Your objective:
Please copy out the text on sentiment analysis of movie reviews word for word, from "## Overview" to "Part 1 step-by-step.".

Extract provided:
◆ ◆ ◆ ◆

In this practical, we are going to perform sentiment analysis of movie reviews using a transformer model, have a look under its hood, and try to explain the model predictions using SHAP.

Our model of choice is [DistilBERT](https://medium.com/huggingface/distilbert-8cf3380435b5), a light-weight transformer whose performance is comparable to Google's [BERT base model](https://arxiv.org/abs/1810.04805).



## Overview

In Part 1, we will use an off-the-shelf sentiment analysis pipeline from the Hugging Face [`transformers`](https://huggingface.co/docs/transformers/index) module to classify two movie reviews.

In Part 2, we will dissasemble the sentiment analysis pipeline by performing the same analysis as in Part 1 step-by-step.

In Part 3, we will open the black box and explore which tokens were most important for DistilBERT's sentiment classification. We do this using [Shapley Additive Explanations \(SHAP\)](https://arxiv.org/abs/1705.07874).

In Part 4, we will fine-tune DistilBERT on the IMDB movie review dataset.

◆ ◆ ◆ ◆

Collected material:

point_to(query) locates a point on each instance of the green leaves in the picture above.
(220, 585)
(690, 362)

◆ ◆ ◆ ◆

Completed task:
## Overview

In Part 1, we will use an off-the-shelf sentiment analysis pipeline from the Hugging Face [`transformers`](https://huggingface.co/docs/transformers/index) module to classify two movie reviews.

In Part 2, we will dissasemble the sentiment analysis pipeline by performing the same analysis as in Part 1 step-by-step.